>> Begin

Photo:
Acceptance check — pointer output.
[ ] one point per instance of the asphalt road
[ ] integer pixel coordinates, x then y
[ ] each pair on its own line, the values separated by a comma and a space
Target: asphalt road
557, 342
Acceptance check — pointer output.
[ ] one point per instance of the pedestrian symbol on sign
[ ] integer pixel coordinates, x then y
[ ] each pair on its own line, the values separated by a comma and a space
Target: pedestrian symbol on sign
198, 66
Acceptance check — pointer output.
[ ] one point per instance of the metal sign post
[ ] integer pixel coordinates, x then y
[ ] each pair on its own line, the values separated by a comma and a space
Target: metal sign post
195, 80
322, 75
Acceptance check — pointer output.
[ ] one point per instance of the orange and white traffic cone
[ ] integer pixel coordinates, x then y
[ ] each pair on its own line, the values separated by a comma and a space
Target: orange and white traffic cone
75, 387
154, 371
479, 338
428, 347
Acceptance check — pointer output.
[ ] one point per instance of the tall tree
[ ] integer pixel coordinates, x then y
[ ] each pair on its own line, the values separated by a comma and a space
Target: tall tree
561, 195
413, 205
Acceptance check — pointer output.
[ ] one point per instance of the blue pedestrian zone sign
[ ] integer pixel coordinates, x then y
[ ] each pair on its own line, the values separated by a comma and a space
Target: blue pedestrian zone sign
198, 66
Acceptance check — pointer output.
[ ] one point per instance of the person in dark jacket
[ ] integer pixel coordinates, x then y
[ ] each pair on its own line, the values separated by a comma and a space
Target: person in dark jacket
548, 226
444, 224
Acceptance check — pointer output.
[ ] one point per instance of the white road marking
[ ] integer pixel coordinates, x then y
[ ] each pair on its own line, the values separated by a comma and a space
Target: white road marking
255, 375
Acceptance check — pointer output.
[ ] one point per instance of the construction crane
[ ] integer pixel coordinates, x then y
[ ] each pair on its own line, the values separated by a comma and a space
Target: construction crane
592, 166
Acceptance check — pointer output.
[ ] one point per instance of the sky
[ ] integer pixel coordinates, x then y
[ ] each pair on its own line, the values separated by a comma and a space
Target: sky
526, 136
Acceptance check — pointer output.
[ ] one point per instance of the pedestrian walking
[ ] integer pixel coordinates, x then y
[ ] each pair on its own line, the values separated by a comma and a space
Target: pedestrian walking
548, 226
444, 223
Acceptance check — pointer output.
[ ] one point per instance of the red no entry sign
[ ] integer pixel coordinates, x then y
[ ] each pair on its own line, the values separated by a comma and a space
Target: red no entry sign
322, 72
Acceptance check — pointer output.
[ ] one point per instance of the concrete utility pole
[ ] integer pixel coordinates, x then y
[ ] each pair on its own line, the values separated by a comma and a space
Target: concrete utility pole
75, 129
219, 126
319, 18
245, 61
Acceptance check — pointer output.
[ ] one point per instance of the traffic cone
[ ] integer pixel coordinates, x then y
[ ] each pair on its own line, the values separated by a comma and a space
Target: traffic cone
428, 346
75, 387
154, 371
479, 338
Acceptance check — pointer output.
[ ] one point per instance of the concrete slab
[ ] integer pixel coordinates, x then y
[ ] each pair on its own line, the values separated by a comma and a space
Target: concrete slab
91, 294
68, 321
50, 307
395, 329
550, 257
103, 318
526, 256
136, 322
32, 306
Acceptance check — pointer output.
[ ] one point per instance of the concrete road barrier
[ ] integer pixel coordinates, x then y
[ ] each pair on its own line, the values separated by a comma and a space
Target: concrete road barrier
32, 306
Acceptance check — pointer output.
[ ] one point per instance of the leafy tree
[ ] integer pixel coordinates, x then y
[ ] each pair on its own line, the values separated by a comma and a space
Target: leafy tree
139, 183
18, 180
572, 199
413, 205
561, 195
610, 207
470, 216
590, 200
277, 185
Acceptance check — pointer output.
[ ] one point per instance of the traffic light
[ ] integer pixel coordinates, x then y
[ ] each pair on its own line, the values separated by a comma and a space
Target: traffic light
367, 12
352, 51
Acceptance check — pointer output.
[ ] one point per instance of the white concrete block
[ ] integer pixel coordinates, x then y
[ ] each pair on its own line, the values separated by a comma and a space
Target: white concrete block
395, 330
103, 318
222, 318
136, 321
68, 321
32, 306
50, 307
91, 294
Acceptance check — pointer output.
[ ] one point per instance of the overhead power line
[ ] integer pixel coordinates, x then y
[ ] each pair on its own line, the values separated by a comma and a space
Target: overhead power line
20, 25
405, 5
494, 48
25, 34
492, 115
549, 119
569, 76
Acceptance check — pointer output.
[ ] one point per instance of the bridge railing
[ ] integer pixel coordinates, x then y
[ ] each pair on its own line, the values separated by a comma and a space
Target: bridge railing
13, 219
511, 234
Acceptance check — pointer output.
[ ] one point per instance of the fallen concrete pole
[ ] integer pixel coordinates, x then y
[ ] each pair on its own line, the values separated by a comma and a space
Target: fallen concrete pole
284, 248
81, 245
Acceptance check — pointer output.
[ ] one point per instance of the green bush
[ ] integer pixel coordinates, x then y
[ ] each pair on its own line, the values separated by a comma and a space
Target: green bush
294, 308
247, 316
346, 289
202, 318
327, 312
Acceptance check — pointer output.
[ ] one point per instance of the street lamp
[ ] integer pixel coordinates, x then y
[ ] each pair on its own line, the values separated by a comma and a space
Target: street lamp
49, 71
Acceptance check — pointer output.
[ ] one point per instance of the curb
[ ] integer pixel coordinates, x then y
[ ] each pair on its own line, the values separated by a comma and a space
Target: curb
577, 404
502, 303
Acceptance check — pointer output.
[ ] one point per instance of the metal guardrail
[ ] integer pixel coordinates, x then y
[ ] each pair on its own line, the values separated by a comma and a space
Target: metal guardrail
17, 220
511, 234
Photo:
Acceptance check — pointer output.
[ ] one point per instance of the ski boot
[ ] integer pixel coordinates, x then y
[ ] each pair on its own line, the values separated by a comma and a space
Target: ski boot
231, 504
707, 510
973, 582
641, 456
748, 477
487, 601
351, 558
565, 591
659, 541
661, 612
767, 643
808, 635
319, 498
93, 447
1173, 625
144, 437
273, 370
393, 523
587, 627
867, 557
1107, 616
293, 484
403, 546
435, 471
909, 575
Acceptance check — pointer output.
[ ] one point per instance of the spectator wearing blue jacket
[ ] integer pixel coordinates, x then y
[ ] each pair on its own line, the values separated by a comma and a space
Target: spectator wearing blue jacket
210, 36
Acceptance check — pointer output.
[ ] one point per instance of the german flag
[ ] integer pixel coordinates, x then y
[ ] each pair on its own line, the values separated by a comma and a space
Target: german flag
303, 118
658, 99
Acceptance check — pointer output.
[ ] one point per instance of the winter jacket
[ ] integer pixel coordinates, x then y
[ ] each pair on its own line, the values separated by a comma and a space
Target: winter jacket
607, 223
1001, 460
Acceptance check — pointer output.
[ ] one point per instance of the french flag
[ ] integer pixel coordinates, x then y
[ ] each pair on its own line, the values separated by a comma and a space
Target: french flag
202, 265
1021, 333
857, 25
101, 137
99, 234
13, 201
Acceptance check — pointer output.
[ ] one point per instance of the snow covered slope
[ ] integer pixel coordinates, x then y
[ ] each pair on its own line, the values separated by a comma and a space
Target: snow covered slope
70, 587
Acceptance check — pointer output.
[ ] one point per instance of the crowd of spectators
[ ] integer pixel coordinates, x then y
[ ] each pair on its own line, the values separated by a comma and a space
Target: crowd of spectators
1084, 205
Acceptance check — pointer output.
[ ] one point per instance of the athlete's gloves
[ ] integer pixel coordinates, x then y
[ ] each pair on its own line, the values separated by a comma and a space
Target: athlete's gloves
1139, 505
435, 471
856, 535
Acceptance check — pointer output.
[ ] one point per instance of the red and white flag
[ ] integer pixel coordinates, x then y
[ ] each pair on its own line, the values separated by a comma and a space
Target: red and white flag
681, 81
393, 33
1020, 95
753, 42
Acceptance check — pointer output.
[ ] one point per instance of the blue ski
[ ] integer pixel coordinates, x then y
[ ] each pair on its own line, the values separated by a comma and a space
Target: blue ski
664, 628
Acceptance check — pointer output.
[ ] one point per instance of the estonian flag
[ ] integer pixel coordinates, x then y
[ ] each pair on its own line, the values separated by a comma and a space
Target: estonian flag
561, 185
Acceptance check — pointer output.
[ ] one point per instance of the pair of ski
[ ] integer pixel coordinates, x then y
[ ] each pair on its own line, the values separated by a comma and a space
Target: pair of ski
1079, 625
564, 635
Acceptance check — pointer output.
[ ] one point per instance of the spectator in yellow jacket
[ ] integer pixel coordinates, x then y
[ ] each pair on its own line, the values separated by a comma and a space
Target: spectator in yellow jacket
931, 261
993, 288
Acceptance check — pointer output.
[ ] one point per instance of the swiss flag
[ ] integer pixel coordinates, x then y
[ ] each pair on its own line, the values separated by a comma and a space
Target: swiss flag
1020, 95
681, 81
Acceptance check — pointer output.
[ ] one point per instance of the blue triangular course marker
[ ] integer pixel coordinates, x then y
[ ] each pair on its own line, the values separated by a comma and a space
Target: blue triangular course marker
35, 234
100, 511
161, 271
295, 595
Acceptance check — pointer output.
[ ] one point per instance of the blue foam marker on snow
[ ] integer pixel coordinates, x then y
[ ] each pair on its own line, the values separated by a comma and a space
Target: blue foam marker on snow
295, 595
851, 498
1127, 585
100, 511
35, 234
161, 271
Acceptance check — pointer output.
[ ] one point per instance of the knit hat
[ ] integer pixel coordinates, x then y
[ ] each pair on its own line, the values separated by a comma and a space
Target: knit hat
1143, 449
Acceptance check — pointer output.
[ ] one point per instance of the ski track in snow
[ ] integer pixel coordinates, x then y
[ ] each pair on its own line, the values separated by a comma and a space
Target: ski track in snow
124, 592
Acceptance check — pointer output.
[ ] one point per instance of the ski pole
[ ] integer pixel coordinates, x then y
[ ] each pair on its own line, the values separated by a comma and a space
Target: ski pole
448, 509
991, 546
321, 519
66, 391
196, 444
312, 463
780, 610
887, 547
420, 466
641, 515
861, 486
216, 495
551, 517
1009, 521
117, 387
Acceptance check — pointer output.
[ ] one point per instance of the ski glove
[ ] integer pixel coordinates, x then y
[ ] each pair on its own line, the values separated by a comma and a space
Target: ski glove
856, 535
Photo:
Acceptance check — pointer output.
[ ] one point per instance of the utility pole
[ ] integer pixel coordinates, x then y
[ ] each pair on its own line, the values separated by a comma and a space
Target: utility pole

>> End

■ **Aim of the exercise**: Collect every line of the records that contains the word "spectators" and copy each one out in full.

■ **In response**:
[ ] one point per instance of the crowd of spectators
Target: crowd of spectators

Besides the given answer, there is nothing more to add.